**Extract**

Genomic diversity affects the accuracy of bacterial single-nucleotide polymorphism–calling pipelines

This article has been Reviewed by the following groups

Read the full article

Abstract

Background

Accurately identifying single-nucleotide polymorphisms (SNPs) from bacterial sequencing data is an essential requirement for using genomics to track transmission and predict important phenotypes such as antimicrobial resistance. However, most previous performance evaluations of SNP calling have been restricted to eukaryotic (human) data. Additionally, bacterial SNP calling requires choosing an appropriate reference genome to align reads to, which, together with the bioinformatic pipeline, affects the accuracy and completeness of a set of SNP calls obtained. This study evaluates the performance of 209 SNP-calling pipelines using a combination of simulated data from 254 strains of 10 clinically common bacteria and real data from environmentally sourced and genomically diverse isolates within the genera Citrobacter, Enterobacter, Escherichia, and Klebsiella.

**The task**
Reproduce the excerpt on bacterial SNP-calling pipelines in full, word for word, from its title through its last line.

**Data for analysis**
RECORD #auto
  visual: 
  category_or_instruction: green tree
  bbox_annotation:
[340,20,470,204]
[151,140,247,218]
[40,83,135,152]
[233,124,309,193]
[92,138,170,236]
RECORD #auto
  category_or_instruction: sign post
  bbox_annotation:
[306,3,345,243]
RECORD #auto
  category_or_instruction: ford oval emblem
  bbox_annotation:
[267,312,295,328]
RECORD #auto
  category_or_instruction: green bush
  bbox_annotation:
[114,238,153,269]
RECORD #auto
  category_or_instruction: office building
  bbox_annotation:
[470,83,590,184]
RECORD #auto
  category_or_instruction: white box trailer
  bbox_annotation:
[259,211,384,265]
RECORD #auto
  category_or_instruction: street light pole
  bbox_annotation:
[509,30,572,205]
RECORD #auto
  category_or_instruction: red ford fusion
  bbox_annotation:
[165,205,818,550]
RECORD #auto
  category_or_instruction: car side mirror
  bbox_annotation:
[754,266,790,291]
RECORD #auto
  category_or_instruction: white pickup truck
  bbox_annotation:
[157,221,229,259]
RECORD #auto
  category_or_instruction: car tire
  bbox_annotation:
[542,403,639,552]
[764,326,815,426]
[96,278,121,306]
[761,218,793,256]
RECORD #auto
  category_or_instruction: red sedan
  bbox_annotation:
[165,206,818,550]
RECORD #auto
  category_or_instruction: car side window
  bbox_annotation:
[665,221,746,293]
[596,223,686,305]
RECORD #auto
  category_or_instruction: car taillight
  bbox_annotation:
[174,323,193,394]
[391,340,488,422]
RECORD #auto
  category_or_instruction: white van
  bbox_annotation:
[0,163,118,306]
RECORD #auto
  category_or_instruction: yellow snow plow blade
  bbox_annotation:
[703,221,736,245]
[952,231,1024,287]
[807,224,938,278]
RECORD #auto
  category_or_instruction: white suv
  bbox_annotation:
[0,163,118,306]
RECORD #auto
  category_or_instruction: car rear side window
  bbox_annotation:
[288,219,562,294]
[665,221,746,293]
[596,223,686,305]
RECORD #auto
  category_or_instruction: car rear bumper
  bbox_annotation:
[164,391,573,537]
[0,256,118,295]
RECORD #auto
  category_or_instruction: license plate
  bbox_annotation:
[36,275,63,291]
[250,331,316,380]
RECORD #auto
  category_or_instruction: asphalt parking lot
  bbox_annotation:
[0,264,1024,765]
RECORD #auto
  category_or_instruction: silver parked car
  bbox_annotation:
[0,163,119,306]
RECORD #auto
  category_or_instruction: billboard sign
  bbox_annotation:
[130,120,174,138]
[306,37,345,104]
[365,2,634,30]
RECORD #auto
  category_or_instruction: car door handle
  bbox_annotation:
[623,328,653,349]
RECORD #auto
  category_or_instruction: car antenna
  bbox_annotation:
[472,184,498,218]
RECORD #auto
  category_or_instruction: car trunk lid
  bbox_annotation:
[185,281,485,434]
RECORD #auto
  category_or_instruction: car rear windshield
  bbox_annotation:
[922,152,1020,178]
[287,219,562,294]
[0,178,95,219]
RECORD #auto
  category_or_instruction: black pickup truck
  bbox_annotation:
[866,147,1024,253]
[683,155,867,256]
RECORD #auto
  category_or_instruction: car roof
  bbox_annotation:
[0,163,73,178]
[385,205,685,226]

**Expected answer**
Genomic diversity affects the accuracy of bacterial single-nucleotide polymorphism–calling pipelines

This article has been Reviewed by the following groups

Read the full article

Abstract

Background

Accurately identifying single-nucleotide polymorphisms (SNPs) from bacterial sequencing data is an essential requirement for using genomics to track transmission and predict important phenotypes such as antimicrobial resistance. However, most previous performance evaluations of SNP calling have been restricted to eukaryotic (human) data. Additionally, bacterial SNP calling requires choosing an appropriate reference genome to align reads to, which, together with the bioinformatic pipeline, affects the accuracy and completeness of a set of SNP calls obtained. This study evaluates the performance of 209 SNP-calling pipelines using a combination of simulated data from 254 strains of 10 clinically common bacteria and real data from environmentally sourced and genomically diverse isolates within the genera Citrobacter, Enterobacter, Escherichia, and Klebsiella.